### TASK DESCRIPTION
State how many lines in the rows below contain the string "woman", where case counts. Give only the number.

--- start of DATASET ENTRIES ---

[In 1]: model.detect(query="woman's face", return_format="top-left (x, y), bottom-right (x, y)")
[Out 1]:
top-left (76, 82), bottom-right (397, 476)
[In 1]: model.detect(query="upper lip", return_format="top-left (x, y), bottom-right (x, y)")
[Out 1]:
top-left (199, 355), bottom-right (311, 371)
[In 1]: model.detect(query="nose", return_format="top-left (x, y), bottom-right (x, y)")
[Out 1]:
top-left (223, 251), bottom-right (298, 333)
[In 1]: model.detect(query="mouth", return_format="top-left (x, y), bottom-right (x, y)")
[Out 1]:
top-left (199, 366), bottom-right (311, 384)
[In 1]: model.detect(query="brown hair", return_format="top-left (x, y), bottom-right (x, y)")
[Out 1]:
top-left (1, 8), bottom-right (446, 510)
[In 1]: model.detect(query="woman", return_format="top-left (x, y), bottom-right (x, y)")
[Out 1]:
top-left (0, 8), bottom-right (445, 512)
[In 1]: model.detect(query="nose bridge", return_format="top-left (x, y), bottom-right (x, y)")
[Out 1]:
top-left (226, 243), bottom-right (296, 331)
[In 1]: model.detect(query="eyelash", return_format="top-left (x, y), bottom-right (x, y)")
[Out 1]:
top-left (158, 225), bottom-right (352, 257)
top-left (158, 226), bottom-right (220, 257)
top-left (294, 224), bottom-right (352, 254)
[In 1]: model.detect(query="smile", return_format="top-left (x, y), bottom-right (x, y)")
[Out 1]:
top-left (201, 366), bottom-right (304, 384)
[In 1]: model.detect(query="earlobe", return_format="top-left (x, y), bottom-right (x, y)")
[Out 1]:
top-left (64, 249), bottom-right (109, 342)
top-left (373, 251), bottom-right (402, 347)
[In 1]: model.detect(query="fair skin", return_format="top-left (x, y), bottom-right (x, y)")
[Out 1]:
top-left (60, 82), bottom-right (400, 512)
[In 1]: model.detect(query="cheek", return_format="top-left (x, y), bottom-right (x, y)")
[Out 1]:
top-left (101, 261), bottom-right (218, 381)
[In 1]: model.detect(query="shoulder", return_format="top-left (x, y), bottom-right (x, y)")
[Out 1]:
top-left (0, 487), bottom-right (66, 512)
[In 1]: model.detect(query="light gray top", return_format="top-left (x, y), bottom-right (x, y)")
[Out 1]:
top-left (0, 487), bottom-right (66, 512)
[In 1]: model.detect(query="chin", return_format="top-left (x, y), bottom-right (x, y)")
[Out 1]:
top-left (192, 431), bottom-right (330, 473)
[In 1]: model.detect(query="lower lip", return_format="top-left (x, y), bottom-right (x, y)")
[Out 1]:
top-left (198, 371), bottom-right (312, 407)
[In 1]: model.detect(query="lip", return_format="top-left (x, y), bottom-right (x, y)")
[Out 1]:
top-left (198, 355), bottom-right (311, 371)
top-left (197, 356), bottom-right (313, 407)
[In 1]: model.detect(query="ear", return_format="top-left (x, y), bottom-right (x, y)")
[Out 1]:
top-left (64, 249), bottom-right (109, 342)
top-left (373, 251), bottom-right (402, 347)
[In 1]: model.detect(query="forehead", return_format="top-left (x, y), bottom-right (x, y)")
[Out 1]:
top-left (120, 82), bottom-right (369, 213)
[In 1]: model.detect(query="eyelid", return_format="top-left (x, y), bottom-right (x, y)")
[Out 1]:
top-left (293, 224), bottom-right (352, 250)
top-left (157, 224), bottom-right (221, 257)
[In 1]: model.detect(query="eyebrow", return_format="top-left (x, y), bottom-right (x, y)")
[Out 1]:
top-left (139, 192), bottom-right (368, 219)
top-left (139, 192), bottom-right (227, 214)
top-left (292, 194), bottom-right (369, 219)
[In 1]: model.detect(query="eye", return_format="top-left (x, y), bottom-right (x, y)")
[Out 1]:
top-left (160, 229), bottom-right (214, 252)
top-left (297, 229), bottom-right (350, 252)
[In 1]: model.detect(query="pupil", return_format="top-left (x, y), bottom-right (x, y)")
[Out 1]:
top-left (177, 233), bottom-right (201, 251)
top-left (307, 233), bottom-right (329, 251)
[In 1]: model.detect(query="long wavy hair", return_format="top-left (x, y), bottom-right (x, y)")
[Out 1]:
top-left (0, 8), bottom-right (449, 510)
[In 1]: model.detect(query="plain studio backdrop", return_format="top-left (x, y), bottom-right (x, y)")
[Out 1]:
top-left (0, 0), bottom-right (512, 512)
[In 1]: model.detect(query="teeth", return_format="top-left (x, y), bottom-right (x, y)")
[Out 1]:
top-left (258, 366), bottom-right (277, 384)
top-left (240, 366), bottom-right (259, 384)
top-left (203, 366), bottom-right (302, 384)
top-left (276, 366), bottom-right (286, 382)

--- end of DATASET ENTRIES ---

### TASK ANSWER
2